---- Records for this task

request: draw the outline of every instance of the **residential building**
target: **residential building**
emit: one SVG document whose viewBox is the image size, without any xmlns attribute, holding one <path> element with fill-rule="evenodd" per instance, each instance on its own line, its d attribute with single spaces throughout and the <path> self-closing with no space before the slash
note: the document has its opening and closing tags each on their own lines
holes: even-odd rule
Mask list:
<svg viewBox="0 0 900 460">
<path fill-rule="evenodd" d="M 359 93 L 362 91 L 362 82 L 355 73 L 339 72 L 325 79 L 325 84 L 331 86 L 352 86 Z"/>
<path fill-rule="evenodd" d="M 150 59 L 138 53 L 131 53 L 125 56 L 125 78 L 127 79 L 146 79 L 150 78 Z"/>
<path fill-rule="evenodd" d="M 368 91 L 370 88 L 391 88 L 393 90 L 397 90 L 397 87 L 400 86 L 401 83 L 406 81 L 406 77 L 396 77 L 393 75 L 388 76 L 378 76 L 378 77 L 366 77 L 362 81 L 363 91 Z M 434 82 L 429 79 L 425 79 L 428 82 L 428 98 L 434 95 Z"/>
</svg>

--------
---- Records for this task

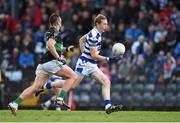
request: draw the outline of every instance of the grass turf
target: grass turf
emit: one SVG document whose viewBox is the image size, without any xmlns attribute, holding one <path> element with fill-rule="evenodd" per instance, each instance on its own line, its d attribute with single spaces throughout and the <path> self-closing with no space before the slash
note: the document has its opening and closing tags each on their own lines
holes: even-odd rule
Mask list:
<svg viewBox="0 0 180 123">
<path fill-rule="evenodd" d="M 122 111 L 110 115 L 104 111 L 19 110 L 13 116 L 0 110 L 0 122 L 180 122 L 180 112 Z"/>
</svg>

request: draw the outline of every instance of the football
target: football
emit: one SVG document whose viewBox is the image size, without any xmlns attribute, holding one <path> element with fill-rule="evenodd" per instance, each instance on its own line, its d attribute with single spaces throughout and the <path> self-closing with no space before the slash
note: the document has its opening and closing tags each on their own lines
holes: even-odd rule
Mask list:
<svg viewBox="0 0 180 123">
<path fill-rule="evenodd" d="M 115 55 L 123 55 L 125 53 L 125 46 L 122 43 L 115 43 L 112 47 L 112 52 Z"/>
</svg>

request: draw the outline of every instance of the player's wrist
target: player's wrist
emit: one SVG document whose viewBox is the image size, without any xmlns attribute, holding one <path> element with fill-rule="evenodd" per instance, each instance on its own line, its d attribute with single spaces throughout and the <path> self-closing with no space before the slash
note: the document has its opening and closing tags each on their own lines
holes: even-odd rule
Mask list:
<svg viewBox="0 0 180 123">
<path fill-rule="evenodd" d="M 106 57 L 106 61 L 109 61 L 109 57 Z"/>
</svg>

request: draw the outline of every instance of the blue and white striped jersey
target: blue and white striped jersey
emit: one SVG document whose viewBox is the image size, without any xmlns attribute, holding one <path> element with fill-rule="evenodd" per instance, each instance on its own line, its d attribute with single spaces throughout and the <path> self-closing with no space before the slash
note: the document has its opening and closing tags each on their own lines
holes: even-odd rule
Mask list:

--------

■ Prompt:
Change "grass turf" to "lawn" in the lines between the one holding "request: draw the outline of every instance of the grass" and the one holding "target: grass turf", inclusive. Return only those lines, with nothing else altered.

■ Worked solution:
request: draw the outline of every instance of the lawn
target: lawn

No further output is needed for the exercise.